"""

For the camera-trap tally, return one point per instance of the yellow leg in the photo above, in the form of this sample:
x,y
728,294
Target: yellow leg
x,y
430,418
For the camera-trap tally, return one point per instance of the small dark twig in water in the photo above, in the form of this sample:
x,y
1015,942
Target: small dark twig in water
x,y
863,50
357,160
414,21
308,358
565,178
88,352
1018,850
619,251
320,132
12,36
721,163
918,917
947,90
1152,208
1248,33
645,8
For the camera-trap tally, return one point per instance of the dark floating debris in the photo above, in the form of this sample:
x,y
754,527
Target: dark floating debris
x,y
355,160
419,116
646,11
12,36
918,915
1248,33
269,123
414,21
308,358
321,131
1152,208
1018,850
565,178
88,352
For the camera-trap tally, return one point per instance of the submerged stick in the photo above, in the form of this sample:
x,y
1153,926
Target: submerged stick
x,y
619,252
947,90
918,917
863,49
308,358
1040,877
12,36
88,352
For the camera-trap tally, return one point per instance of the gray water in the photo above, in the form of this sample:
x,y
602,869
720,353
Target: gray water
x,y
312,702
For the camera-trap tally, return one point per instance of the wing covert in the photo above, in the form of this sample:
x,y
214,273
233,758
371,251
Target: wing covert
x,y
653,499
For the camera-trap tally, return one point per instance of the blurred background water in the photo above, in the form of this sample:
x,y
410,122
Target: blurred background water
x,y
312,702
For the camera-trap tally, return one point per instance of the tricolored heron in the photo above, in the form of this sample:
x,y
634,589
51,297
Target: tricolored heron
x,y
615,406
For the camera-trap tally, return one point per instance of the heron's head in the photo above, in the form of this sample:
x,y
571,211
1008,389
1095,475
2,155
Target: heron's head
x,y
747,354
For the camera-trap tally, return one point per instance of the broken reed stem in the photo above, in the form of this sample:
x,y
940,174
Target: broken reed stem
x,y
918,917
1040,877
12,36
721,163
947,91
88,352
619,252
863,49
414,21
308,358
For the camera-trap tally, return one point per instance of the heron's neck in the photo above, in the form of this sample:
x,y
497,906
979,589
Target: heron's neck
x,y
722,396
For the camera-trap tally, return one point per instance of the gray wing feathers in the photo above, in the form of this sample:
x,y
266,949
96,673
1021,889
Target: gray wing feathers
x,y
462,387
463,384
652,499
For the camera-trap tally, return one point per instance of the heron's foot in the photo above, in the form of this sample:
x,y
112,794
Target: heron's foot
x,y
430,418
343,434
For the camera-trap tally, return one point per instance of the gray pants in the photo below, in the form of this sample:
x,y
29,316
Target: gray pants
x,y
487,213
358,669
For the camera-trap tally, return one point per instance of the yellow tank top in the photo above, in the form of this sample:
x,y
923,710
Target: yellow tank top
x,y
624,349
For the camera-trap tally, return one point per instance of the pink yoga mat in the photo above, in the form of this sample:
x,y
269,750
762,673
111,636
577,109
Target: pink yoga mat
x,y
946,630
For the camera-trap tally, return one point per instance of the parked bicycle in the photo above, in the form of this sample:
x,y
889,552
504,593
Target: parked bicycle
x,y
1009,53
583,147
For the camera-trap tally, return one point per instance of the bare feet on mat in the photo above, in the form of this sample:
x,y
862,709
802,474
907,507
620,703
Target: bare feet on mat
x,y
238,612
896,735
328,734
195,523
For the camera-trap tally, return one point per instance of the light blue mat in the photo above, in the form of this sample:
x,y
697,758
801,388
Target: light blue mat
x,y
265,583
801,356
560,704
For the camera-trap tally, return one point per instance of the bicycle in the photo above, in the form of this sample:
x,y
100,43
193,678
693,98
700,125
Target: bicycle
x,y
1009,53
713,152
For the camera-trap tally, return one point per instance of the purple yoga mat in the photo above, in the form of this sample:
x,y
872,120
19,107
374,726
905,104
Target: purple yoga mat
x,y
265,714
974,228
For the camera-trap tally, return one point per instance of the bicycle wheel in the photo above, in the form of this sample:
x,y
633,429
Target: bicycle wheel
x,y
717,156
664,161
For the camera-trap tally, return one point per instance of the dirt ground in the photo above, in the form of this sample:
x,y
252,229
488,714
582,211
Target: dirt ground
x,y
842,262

"""

Given exercise: Give the entries once more, exactly as they appear.

The result:
For the camera-trap tally, return one point per instance of the yellow leg in the photo above, in the form of this sample:
x,y
728,294
Target: yellow leg
x,y
430,418
For the camera-trap tally, return one point per instance of the small dark twig in water in the photo above, in the form of this sample:
x,y
1015,942
Target: small dark twig in water
x,y
863,50
357,160
414,21
308,358
565,178
88,352
1018,850
619,251
320,132
12,36
721,163
918,917
947,90
1152,208
1248,33
645,8
For the camera-trap tally, return one point per instance of the dark floating debris in the photo above, in the form of this sample:
x,y
754,527
Target: dark floating debris
x,y
355,160
419,116
646,11
12,36
918,915
1248,33
269,123
414,21
308,358
321,131
1152,208
1018,850
565,178
88,352
For the camera-trap tally, return one point per instance of the submerged stick in the photo above, in the form of this sample:
x,y
1153,926
Target: submerged stick
x,y
619,252
947,90
918,917
863,49
308,358
1040,877
12,36
88,352
For the camera-trap tally, return one point per instance of the gray water in the photo above, in the form of this sample:
x,y
602,869
720,353
Target: gray water
x,y
312,702
For the camera-trap tally, return one point per instance of the wing covert in the photo above, in the form of this sample:
x,y
214,273
233,758
371,251
Target: wing covert
x,y
653,499
For the camera-trap tally, return one point per instance of the blurred background water in the photo above, in the form of this sample:
x,y
410,122
Target: blurred background water
x,y
312,702
For the camera-trap tally, return one point per instance of the tricolored heron in the photo above, in the form of this sample:
x,y
634,589
51,297
Target: tricolored heron
x,y
615,406
For the camera-trap tally, return one point per instance of the heron's head in the photo above, in the form of this sample:
x,y
571,211
1008,389
1095,475
2,155
Target: heron's head
x,y
747,354
For the camera-trap tally, return one point per instance of the broken reed stem in the photo above, in the form of this sample:
x,y
940,174
Target: broken reed stem
x,y
918,917
1040,877
12,36
721,163
947,91
88,352
619,252
863,49
414,21
308,358
For the camera-trap tally, return one point per instance of the heron's neck in the photo above, in the form of this sample:
x,y
497,906
979,589
Target: heron's neck
x,y
722,396
For the camera-trap tally, return one point per instance of the gray wing feathers in the photo above, in the form of this sample:
x,y
266,949
96,673
1021,889
Target: gray wing feathers
x,y
462,387
463,384
652,499
For the camera-trap tally, return one point per instance of the heron's foot in the photo above, in the form of this sample:
x,y
112,794
Target: heron's foot
x,y
430,418
343,434
For the camera-trap tally, return one point per instance of the gray pants in the photo below, in the form of this sample:
x,y
29,316
Target: gray pants
x,y
487,213
358,669
For the camera-trap tally, return one point per instance of the yellow tank top in the photo above, in the form of this sample:
x,y
923,710
Target: yellow tank top
x,y
624,349
For the camera-trap tally, return one point per instance of the pink yoga mat in the photo above, in the form of this sample:
x,y
269,750
762,673
111,636
577,109
Target: pink yoga mat
x,y
946,630
For the camera-trap tally, return one point per instance of the parked bicycle in the photo above, in the form of this sample:
x,y
889,552
504,593
Target: parked bicycle
x,y
1009,53
583,147
For the camera-trap tally, return one point per instance of the bare feet on mat in the photo above, in the form of this sample:
x,y
862,709
802,474
907,507
620,703
Target: bare feet on mat
x,y
238,612
896,735
328,734
195,523
For the camera-trap tally, return one point per instance of the light blue mat in the photo above, in the form of this sample:
x,y
697,758
801,388
Target: light blue mat
x,y
265,583
801,356
560,704
For the camera-trap tally, return one point per instance of the bicycle in the photo above, in the form of this sample:
x,y
100,43
193,678
693,98
700,125
Target: bicycle
x,y
1009,53
713,152
For the camera-trap tally, return one point per instance of the purple yoga mat in the photo above, in the form of this sample:
x,y
872,120
19,107
374,726
905,104
Target: purple yoga mat
x,y
265,714
974,228
For the camera-trap tally, return one point per instance of the bicycle wheel in the photo above, in the form of this sample:
x,y
633,429
Target: bicycle wheel
x,y
717,156
664,161
For the camera-trap tally, return one point per instance of the dirt ground in the photo above, in the form of this sample:
x,y
252,229
488,714
582,211
Target: dirt ground
x,y
842,262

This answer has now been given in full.